• **TO DO**
Reproduce each of the following records without any deviation.

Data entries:
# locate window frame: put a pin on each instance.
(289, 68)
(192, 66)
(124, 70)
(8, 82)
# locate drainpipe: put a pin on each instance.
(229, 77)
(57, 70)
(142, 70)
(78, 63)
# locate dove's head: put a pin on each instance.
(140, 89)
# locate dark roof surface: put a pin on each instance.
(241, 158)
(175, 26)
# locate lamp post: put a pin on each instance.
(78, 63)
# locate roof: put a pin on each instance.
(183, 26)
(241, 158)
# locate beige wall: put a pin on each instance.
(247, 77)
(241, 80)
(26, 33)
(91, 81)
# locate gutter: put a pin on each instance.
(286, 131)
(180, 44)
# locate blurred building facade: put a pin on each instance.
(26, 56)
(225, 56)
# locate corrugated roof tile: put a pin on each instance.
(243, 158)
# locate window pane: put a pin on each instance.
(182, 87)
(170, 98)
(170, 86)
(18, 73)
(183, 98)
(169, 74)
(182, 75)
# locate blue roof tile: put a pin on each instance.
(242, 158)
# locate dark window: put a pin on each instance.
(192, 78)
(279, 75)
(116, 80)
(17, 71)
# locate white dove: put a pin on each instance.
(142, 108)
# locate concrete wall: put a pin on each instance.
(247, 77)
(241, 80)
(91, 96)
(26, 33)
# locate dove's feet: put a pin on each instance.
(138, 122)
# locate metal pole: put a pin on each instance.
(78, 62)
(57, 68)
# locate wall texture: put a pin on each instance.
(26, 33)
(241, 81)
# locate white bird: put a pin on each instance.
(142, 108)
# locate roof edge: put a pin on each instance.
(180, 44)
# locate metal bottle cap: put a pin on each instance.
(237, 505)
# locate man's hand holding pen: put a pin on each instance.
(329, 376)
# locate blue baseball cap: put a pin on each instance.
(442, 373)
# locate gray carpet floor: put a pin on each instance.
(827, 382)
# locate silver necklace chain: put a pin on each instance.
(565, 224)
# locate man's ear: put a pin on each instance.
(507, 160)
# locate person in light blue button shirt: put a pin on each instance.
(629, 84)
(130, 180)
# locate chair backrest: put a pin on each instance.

• **COMPLETED EXERCISE**
# locate window frame: put a pin on each instance.
(289, 68)
(192, 66)
(124, 70)
(8, 82)
# locate drainpipe: put a pin on each instance.
(229, 77)
(57, 70)
(142, 70)
(78, 63)
# locate dove's head: put a pin on each instance.
(140, 89)
# locate dark roof surface: put a pin on each instance.
(241, 158)
(175, 26)
# locate lamp post: put a pin on each instance.
(78, 63)
# locate roof: put a pin on each instance.
(183, 26)
(241, 158)
# locate beige wall: put a pin on each instance.
(247, 77)
(241, 80)
(26, 33)
(91, 81)
# locate gutter: put a pin on each instance.
(286, 131)
(180, 44)
# locate blurred building facade: put a pin on each instance.
(26, 56)
(225, 56)
# locate corrugated roof tile: put a pin on each instance.
(243, 158)
# locate window pane: put a pin on each instance.
(182, 87)
(170, 98)
(170, 86)
(18, 73)
(183, 98)
(169, 74)
(182, 75)
# locate blue roof tile: put a pin on each instance.
(242, 158)
# locate dark window: put a pin on each instance.
(192, 78)
(279, 75)
(116, 80)
(17, 71)
# locate white dove: put a pin on each instance.
(142, 108)
# locate concrete wall: put a pin on each instance.
(247, 77)
(241, 80)
(91, 96)
(26, 33)
# locate dove's feet: put a pin on each instance.
(138, 122)
# locate metal pole: put a pin on each instance.
(78, 62)
(57, 68)
# locate wall texture: put a pin on each instance.
(26, 33)
(241, 81)
# locate white bird: put a pin on each instance.
(142, 108)
# locate roof edge: put a pin on each instance.
(180, 44)
# locate metal bottle cap: put a pin on each instance.
(237, 505)
# locate man's hand holding pen: put a pin on each instance.
(329, 376)
# locate blue baseball cap: put a pin on each instance.
(442, 373)
# locate gray carpet floor: put a pin on each instance.
(827, 382)
# locate silver necklace chain: put a pin on each instance.
(565, 224)
# locate man's ear: put a pin on each instance.
(507, 160)
# locate person in light blue button shirt: put a pin on each instance.
(629, 84)
(130, 180)
# locate chair backrest: put a pin on each instance.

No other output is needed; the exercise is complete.